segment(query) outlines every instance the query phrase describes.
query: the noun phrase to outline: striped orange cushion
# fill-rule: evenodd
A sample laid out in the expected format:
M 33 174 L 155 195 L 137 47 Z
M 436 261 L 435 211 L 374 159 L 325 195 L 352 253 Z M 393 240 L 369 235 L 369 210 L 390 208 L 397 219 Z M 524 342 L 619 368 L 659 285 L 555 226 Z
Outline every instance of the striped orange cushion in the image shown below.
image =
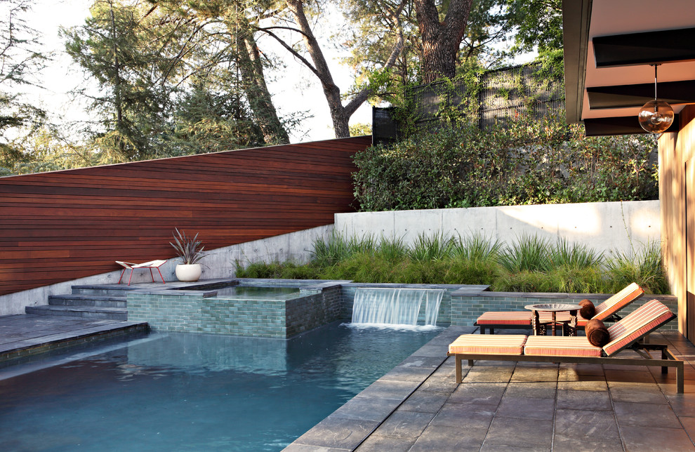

--------------------------------

*STATED EXERCISE*: Count the lines in the entries above that contain the string "striped", treating uppercase and lowercase as different. Reply with the number alone.

*FINAL RESULT*: 2